Saved entries
-*-*-

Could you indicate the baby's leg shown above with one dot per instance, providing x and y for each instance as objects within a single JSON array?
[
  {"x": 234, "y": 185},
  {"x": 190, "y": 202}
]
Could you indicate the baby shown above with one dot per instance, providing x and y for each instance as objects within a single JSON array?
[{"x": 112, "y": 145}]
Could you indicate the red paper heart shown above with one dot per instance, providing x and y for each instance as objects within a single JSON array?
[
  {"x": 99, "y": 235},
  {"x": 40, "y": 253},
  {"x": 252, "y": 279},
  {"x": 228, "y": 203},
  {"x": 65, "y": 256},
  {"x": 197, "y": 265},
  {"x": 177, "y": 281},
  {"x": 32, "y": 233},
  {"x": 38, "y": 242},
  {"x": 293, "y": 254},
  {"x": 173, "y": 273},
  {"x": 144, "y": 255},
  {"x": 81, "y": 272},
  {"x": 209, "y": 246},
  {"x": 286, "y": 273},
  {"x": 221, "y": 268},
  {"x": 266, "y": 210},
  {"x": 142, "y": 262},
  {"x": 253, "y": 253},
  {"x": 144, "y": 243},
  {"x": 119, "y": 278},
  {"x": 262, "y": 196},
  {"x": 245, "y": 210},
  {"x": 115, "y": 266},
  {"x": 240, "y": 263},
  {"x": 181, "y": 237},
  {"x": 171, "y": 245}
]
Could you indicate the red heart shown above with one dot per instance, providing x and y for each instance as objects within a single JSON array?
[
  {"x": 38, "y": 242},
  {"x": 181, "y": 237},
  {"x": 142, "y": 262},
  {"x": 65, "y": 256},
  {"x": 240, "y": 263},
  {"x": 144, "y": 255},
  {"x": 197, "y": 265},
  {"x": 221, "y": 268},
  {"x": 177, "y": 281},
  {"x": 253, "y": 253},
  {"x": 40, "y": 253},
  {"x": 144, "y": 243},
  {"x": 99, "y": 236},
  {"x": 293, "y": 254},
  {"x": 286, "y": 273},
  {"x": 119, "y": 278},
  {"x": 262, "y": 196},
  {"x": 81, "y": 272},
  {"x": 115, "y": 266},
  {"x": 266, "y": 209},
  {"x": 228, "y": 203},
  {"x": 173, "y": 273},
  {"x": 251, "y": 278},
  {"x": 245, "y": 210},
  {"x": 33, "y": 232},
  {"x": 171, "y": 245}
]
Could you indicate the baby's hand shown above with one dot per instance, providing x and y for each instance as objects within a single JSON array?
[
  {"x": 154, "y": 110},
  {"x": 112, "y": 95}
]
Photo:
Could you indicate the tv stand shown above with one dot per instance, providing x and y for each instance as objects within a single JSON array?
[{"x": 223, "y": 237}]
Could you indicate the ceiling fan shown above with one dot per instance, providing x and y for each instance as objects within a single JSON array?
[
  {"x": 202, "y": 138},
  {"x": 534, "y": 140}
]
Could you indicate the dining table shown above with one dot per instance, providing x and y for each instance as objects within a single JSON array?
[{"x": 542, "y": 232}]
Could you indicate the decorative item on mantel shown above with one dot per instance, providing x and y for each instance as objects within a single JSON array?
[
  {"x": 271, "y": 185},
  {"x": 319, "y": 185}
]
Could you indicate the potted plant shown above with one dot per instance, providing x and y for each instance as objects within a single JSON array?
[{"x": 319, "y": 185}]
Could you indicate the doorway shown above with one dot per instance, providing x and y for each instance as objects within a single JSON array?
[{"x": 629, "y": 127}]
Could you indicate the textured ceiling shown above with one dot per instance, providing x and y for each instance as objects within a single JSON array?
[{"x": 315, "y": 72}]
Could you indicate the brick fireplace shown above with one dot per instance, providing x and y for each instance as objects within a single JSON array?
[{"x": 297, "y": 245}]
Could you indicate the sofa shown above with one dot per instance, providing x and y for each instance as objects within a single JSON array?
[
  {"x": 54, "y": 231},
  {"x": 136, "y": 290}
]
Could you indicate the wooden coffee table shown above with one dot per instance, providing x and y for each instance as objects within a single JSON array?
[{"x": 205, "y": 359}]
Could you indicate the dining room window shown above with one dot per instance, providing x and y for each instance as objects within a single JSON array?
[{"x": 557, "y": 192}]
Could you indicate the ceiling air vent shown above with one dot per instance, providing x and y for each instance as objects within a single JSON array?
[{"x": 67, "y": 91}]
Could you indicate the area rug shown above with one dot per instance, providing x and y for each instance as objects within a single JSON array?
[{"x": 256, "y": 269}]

-*-*-

> [Task description]: Repeat all of the data exactly. Include every line.

> [Completed exercise]:
Could you indicate the baby's leg shown above with one dot per instance, providing x and y for each instance as objects within a single JSON array?
[
  {"x": 234, "y": 185},
  {"x": 190, "y": 202}
]
Could you indicate the baby shown above with one dot per instance, providing x and y for each instance as objects within a single JSON array?
[{"x": 112, "y": 145}]
Could you indicate the red paper heart shown above with one dot per instance, providing x and y for each instance as objects within a single JSON array?
[
  {"x": 99, "y": 235},
  {"x": 40, "y": 253},
  {"x": 252, "y": 279},
  {"x": 228, "y": 203},
  {"x": 65, "y": 256},
  {"x": 197, "y": 265},
  {"x": 177, "y": 281},
  {"x": 32, "y": 233},
  {"x": 38, "y": 242},
  {"x": 293, "y": 254},
  {"x": 173, "y": 273},
  {"x": 144, "y": 255},
  {"x": 81, "y": 272},
  {"x": 209, "y": 246},
  {"x": 286, "y": 273},
  {"x": 221, "y": 268},
  {"x": 266, "y": 210},
  {"x": 142, "y": 262},
  {"x": 253, "y": 253},
  {"x": 144, "y": 243},
  {"x": 119, "y": 278},
  {"x": 262, "y": 196},
  {"x": 245, "y": 210},
  {"x": 115, "y": 266},
  {"x": 240, "y": 263},
  {"x": 181, "y": 237},
  {"x": 171, "y": 245}
]
Could you indicate the red heart shown above with one dot per instance, providing x and y for each instance as objects within a single JSON array?
[
  {"x": 38, "y": 242},
  {"x": 181, "y": 237},
  {"x": 142, "y": 262},
  {"x": 65, "y": 256},
  {"x": 240, "y": 263},
  {"x": 144, "y": 255},
  {"x": 197, "y": 265},
  {"x": 221, "y": 268},
  {"x": 177, "y": 281},
  {"x": 253, "y": 253},
  {"x": 40, "y": 253},
  {"x": 144, "y": 243},
  {"x": 99, "y": 236},
  {"x": 293, "y": 254},
  {"x": 286, "y": 273},
  {"x": 119, "y": 278},
  {"x": 262, "y": 196},
  {"x": 81, "y": 272},
  {"x": 115, "y": 266},
  {"x": 266, "y": 209},
  {"x": 228, "y": 203},
  {"x": 173, "y": 273},
  {"x": 251, "y": 278},
  {"x": 245, "y": 210},
  {"x": 33, "y": 232},
  {"x": 171, "y": 245}
]
Could you indicate the baby's hand shown above with one dot per instance, providing x and y for each instance as objects within a single JSON array?
[
  {"x": 154, "y": 110},
  {"x": 112, "y": 95}
]
Photo:
Could you indicate the tv stand shown above with one dot per instance, providing x and y for each instance as objects within a single JSON array?
[{"x": 223, "y": 237}]
Could you indicate the ceiling fan shown above with one dot per instance, providing x and y for each instance as objects within a single JSON array?
[
  {"x": 202, "y": 138},
  {"x": 534, "y": 140}
]
Could you indicate the dining table shown above with one dot per instance, providing x and y for each instance as objects within a single JSON array?
[{"x": 542, "y": 232}]
Could you indicate the decorative item on mantel shown above with one dot per instance, providing x and y for each instance as objects within a single JSON array?
[
  {"x": 271, "y": 185},
  {"x": 319, "y": 185}
]
Could you indicate the potted plant shown above with one dot per instance, providing x and y for each instance as objects within a single JSON array?
[{"x": 319, "y": 185}]
Could you indicate the doorway shown above with one dot per instance, providing x and y for each instance as objects within a single JSON array?
[{"x": 629, "y": 127}]
Could you indicate the textured ceiling shown above with one dot per instance, providing x and y for each instance as objects within a single JSON array?
[{"x": 315, "y": 72}]
Could you indicate the brick fireplace shown above with one dot per instance, providing x and y for each instance as objects within a single JSON array?
[{"x": 297, "y": 245}]
Could you indicate the sofa shown above with one dot per instance, providing x and y for each instance as objects within a single JSON array?
[
  {"x": 54, "y": 231},
  {"x": 136, "y": 290}
]
Could you indicate the wooden coffee table shown above with one dot per instance, providing x and y for each instance as objects within a single JSON array?
[{"x": 205, "y": 359}]
Could you indicate the dining room window shown above with one dot per instance, providing x and y for each instance as objects within a single JSON array?
[{"x": 557, "y": 192}]
Could you indicate the ceiling air vent shown above with one dot per instance, providing x and y for each instance as objects within a single JSON array?
[{"x": 67, "y": 91}]
Could you indicate the area rug shown above with one dot per instance, providing x and y for each instance as objects within a single JSON array?
[{"x": 256, "y": 269}]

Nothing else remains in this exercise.